* _QUESTIONS ON THE MATERIAL_:
a. In the passage on fever epidemics in Ireland, why did Irish people quarantine fever victims?
b. According to the passage on fever epidemics in Ireland, how many excess deaths from fever may have occurred between late 1816 and 1819?
c. Continue the passage on fever epidemics in Ireland from where it stops.

* _DOCUMENT SEGMENT_:
====
In the past, disease epidemics in Ireland provoked a very powerful social reaction, particularly outbreaks of the country’s deadliest infections: bacillary dysentery, cholera, smallpox, tuberculosis and ‘fever’, a term which, prior to the twentieth century, embraced typhus fever and relapsing fever, two distinct but symptomatically related bacterial infections.

The ‘forgotten famine’

Fever was endemic in Ireland, killing and terrifying countless thousands from the early medieval period onwards. In the eighteenth century the most lethal epidemic was linked to a devastating famine in 1740–1, the so-called ‘forgotten famine’. Hordes of wandering beggars disseminated malignant fever, bacillary dysentery and smallpox to the country’s outermost reaches in the summer of 1740, and the virulency of the infections intensified in the following year. Estimates of starvation and famine-related disease mortality in the years 1740–1 vary from 80,000 to five times that number. Demographers and historians now tend to the upper reaches, suggesting that between 250,000 and 400,000 excess deaths occurred during the two years of crisis. In relative terms, the 1740–1 famine was at least as severe as the Great Hunger a century later.

Subsequently, major fever epidemics were associated with the 1798 Rebellion and with a crippling economic depression that followed Napoleon’s defeat in 1815 and the conclusion of a lengthy period of European warfare. Fever spread among civilians and troops in the wake of the 1798 Rebellion. Climatic extremes, deficient and poor-quality harvests, and rapidly rising food prices exacerbated the situation. The wretched state of the Irish poor at the turn of the nineteenth century worsened after 1815, when wartime buoyancy was followed by economic collapse, famine and fever. Between late 1816 and 1819 as many as 1,500,000 Irish people may have contracted the disease, with between 40,000 and 60,000 excess deaths.

Quarantine and ‘fever huts’

The organisms that cause fever were not identified until early in the twentieth century, but it was generally conceded from a much earlier period that poverty, hunger, domestic overcrowding and poor sanitation were predisposing factors. Irish people were empirically aware of the disease’s symptoms, consequences and infectivity, and fear of contagion drove them to quarantine fever victims. It is impossible to say when the practice began but it was firmly established by the opening decades of the nineteenth century, with families’ economic and social circumstances determining the method. The middle and upper classes’ domestic arrangements enabled segregation of the sick within family homes, though this was largely ineffectual, as isolation within households did little to stem the spread of infection.

The rural poor in their one-roomed cabins isolated fever-stricken family members in ‘fever huts’, which were hastily improvised at the side of a road, the corner of a field or the verge of a bog. These shelters consisted of a few stakes, covered with long sods called ‘scraws’ and a small portion of straw or rushes. Some were even more rudimentary, consisting simply of straw and furze tied together and placed at an angle to the ditch, an arrangement that could be adapted to the prevailing wind. These wretched structures were probably a variation of the ‘scailps’ or ‘scalpeens’ in which evicted tenants and other homeless people traditionally sought refuge. Tim Robinson, in his 2003 essay ‘Scailp’ about an eponymous place in Roundstone bog in Connemara, stated that ‘a scailp can be a cleft or small cliff, a clump of bushes or briars, a hut roofed with sods of turf, and so on—any one of a variety of poor nesting places’. Terence Patrick Dolan, in A dictionary of Hiberno-English. The Irish use of English (Gill Books, 3rd edn, 2020), p. 209, defined a ‘scailp’ as ‘a crude shelter made of sods etc. erected for travellers in need of protection from the elements; a rude cabin’.
====
Collected data:
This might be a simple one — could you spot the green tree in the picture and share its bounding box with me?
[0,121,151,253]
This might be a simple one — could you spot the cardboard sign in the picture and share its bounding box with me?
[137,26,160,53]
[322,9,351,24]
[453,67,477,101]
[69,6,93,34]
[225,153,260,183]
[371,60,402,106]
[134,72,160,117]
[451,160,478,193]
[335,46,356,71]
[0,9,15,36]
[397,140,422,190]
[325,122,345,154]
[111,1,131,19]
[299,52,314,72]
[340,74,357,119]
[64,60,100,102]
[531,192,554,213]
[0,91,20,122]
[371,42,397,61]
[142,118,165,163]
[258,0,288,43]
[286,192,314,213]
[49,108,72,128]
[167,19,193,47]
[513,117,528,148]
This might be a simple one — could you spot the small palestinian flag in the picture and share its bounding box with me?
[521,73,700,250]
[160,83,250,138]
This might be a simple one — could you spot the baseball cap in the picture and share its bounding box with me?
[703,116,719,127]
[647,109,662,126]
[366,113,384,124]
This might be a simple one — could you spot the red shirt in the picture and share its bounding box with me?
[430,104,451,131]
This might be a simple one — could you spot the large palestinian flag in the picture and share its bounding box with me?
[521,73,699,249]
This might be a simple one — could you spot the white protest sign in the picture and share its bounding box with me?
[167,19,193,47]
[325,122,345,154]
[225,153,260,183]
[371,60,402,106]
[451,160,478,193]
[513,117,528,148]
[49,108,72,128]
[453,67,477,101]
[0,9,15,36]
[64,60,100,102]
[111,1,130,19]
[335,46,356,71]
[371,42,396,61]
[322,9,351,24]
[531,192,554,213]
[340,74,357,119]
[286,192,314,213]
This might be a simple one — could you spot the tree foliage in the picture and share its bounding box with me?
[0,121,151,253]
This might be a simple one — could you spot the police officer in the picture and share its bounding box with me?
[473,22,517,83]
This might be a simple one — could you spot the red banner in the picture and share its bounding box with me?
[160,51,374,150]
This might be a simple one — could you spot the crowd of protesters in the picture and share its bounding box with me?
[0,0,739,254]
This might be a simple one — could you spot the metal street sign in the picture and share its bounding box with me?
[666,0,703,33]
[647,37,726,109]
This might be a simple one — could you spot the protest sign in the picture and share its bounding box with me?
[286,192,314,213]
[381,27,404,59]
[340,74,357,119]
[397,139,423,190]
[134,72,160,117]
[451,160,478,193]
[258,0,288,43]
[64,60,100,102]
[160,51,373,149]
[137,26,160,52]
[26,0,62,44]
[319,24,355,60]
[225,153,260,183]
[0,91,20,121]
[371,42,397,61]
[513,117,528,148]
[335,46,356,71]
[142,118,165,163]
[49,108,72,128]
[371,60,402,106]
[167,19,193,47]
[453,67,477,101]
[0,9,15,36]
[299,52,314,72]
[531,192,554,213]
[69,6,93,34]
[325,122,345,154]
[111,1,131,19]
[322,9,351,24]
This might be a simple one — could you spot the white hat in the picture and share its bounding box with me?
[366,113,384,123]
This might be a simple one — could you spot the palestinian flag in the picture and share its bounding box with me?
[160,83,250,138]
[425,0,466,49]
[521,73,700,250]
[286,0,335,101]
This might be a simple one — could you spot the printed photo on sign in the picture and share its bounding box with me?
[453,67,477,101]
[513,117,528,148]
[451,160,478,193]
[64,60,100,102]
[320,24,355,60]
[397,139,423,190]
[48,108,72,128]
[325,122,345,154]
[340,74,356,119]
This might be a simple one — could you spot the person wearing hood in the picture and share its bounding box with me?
====
* _ANSWER SECTION_:
a. They knew from experience that fever had clear symptoms and serious consequences and that it spread from person to person. Fear of catching it drove them to keep the sick apart.

b. Between 40,000 and 60,000.

c.
William Carleton’s depiction

William Carleton’s ‘The Poor Scholar’, from his 1830 collection Traits and stories of the Irish peasantry, offers an authentic contemporary account of the context and process of segregating infected poor people in pre-Famine rural Ireland. Carleton observed that the Irish were ‘particularly apprehensive of contagious maladies’, and experience had acquainted them with the symptoms and consequences of fever. Jemmy McEvoy, the poor scholar of the title, was ‘avoided like a Hebrew leper of old’ after he became infected, shunned by his schoolfellows ‘with a feeling of terror scarcely credible’, and compelled to leave the school. A group of agricultural labourers discovered Jemmy’s inert body lying by the roadside and, though they shared the general dread of fever, they agreed to help him, persuaded by their religious conviction that those who assisted such an individual would receive ‘a great blessing’. Thus fortified, the labourers contrived ‘a little shed’, a shelter consisting of ‘a few loose sticks covered over with “scraws”’, a dialect word which Carleton defined as ‘the sward of the earth pared into thin stripes’. The labourers placed Jemmy on a scattering of straw within and plied him with food and drink by means of a pitchfork and a long-shafted shovel, a common practice at the time to avoid coming into personal contact with an infected individual. ‘The ragged, half-starved creatures laughed heartily at the oddity of their own inventions’, in Carleton’s romanticised account, ‘and enjoyed the ingenuity with which they made shift to meet the exigencies of the occasion.’

Frontispiece engraving on F. Barker and J. Cheyne’s report (1821), showing a monument representing the Good Samaritan, erected in honour of Dr George Gillichan of Dundalk, who died ministering to the sick ‘during a contagious fever’ in 1817. (Wellcome Collection)

‘The Poor Scholar’ provides an accurate depiction of the nineteenth-century social reality of fever huts and quarantine practices among the rural poor in Ireland; similar stratagems were widely reported during the 1816–19 fever epidemic and the Great Famine of the 1840s. As contemporary accounts attest, however, Carleton gilded and glossed the labourers’ benignity; the springs of charity rarely proved strong enough to overcome the terror felt by those who had to pass by or tend a fever hut—or, indeed, hospitals and other institutions ministering to people suffering from fever and other communicable diseases.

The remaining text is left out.